# THE PROBLEM
Please reproduce the listing below verbatim, beginning at its first line and stopping after the line that contains "94L262 0L254 0L256", with that line included.

# GIVEN ENTRIES
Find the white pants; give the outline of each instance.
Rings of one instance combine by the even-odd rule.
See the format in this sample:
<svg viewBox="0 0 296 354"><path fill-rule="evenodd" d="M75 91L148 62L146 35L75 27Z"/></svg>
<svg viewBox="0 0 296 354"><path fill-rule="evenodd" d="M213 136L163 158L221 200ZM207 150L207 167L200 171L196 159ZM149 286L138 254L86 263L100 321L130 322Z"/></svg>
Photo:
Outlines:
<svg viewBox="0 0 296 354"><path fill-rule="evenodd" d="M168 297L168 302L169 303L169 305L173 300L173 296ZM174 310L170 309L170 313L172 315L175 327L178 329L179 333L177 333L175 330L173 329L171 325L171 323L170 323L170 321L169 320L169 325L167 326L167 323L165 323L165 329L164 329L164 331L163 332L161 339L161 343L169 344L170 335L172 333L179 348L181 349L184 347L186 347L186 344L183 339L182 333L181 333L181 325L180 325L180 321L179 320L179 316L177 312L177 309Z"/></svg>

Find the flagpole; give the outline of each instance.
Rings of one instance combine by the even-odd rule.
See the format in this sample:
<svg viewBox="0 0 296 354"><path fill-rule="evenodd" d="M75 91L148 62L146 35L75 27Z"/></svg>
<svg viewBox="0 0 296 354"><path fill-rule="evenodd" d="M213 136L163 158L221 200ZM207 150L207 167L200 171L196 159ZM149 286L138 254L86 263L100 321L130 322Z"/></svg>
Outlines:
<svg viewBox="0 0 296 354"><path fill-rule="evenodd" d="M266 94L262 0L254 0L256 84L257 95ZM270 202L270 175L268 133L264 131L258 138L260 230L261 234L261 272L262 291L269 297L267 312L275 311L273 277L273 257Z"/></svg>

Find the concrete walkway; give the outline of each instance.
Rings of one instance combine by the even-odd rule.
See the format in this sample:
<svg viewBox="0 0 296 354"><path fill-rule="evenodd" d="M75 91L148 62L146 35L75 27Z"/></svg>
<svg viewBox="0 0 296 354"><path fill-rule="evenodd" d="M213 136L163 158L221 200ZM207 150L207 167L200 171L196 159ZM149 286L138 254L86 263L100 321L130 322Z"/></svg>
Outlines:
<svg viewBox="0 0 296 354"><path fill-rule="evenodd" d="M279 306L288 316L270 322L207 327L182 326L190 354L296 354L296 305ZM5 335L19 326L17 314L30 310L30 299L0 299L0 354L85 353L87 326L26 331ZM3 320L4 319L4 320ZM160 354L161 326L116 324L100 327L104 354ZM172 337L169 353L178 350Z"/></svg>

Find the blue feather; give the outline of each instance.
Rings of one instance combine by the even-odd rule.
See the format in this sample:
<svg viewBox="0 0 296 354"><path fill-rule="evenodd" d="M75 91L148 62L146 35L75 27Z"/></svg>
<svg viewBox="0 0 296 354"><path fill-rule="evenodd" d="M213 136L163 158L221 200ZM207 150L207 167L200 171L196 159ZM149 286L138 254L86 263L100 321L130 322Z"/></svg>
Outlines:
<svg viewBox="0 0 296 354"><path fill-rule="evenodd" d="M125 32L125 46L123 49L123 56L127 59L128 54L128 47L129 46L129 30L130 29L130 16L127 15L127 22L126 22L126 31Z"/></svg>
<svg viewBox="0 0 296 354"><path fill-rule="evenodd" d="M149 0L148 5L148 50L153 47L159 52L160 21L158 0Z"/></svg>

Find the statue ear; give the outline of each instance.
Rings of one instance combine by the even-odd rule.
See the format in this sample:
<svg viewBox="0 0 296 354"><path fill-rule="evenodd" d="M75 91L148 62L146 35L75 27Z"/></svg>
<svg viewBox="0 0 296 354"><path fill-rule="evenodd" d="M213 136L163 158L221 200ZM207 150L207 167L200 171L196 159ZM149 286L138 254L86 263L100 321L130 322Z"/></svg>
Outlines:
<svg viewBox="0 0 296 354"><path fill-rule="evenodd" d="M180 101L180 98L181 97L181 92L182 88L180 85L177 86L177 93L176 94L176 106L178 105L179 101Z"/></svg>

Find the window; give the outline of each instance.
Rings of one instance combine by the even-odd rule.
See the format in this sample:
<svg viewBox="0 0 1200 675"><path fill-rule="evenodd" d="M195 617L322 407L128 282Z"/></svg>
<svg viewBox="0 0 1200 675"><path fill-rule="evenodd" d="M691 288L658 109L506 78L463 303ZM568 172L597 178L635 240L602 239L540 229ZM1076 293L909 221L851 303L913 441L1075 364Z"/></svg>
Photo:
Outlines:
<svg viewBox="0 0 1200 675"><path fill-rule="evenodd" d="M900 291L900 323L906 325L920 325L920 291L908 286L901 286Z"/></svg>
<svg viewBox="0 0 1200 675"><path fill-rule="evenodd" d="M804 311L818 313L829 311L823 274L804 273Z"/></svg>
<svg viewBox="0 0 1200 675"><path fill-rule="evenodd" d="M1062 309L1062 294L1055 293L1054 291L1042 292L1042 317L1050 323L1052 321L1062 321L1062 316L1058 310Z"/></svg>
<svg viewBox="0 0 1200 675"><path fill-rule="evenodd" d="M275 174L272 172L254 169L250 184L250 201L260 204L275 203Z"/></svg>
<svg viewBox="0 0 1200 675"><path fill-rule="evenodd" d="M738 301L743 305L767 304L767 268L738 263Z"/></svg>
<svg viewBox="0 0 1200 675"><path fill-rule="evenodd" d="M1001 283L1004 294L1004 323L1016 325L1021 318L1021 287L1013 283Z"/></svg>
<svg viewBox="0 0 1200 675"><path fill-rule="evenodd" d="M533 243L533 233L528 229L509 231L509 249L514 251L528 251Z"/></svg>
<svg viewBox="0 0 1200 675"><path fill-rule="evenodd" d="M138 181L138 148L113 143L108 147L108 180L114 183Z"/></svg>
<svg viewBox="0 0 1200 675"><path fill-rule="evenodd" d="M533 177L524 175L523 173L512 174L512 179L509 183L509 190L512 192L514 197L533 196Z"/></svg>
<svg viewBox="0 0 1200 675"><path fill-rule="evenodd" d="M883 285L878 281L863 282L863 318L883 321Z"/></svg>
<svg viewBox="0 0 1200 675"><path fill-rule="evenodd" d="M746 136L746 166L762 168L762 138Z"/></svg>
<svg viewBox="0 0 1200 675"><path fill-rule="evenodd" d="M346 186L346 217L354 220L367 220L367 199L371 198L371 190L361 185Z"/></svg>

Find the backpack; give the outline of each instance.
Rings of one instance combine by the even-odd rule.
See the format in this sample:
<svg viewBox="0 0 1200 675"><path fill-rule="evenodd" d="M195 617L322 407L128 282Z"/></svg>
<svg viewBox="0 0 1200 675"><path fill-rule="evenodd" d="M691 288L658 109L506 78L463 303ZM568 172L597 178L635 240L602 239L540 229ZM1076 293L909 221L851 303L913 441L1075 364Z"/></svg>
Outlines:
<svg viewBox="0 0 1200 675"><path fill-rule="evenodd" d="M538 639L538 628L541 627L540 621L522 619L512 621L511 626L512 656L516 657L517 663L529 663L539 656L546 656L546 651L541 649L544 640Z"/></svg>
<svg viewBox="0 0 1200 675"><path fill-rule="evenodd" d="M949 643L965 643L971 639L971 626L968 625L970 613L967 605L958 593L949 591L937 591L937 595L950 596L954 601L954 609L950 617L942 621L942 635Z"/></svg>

# CORRECT ANSWER
Find the white pants; give the outline of each instance.
Rings of one instance combine by the even-odd rule.
See the format in this sample:
<svg viewBox="0 0 296 354"><path fill-rule="evenodd" d="M75 91L148 62L146 35L75 27Z"/></svg>
<svg viewBox="0 0 296 354"><path fill-rule="evenodd" d="M213 136L163 158L221 200ZM207 150L207 167L200 171L196 159ZM149 286L138 254L86 263L100 321L130 322Z"/></svg>
Photo:
Outlines:
<svg viewBox="0 0 296 354"><path fill-rule="evenodd" d="M168 297L168 302L169 303L169 305L173 300L173 296ZM174 310L170 309L170 313L172 315L175 327L178 329L179 333L177 333L175 330L173 329L171 325L171 323L170 323L170 321L169 320L169 325L167 326L167 323L165 323L165 329L164 329L164 331L163 332L161 339L161 343L169 344L170 335L172 333L179 348L181 349L184 347L186 347L186 344L183 339L182 333L181 333L181 325L180 325L180 321L179 320L179 316L177 312L177 309Z"/></svg>

Find the flagpole; give the outline of each instance.
Rings of one instance combine by the even-odd rule.
See the format in this sample:
<svg viewBox="0 0 296 354"><path fill-rule="evenodd" d="M75 91L148 62L146 35L75 27Z"/></svg>
<svg viewBox="0 0 296 354"><path fill-rule="evenodd" d="M213 136L163 158L221 200ZM207 150L207 167L200 171L196 159ZM149 286L138 254L86 263L100 321L130 322Z"/></svg>
Outlines:
<svg viewBox="0 0 296 354"><path fill-rule="evenodd" d="M266 94L262 0L254 0L256 84L257 95ZM270 202L270 175L268 133L264 131L258 138L260 230L261 234L261 272L262 291L269 297L267 312L275 311L273 277L273 257Z"/></svg>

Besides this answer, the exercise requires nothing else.